═══ EXTRACTED INFORMATION ═══
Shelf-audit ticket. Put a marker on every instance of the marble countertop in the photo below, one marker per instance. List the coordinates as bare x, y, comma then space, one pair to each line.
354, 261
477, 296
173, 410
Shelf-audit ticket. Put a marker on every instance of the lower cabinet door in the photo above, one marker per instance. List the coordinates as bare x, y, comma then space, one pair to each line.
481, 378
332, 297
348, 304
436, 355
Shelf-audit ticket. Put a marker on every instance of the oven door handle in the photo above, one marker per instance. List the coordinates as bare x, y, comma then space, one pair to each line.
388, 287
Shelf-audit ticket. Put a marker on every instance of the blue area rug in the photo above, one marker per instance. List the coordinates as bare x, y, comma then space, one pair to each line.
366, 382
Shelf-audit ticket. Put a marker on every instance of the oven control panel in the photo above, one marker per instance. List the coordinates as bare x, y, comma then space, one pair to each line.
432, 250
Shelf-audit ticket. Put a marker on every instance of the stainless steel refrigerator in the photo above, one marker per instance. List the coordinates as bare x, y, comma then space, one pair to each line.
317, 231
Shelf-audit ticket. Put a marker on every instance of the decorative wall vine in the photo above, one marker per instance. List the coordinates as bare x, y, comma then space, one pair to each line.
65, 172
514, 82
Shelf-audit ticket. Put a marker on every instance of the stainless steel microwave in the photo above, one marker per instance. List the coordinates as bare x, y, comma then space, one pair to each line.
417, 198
═══
● **WHAT THE TASK ASKS**: Rewrite the data starting with the line that contains "stainless steel microwave" and going on through the end of the data, replacing "marker" with "pin" and leaving everything else unchanged.

● **FULL SOLUTION**:
Shelf-audit ticket. Put a pin on every instance of the stainless steel microwave in the photo above, one pin per instance. List the coordinates as bare x, y, comma then space, one pair to each line.
417, 198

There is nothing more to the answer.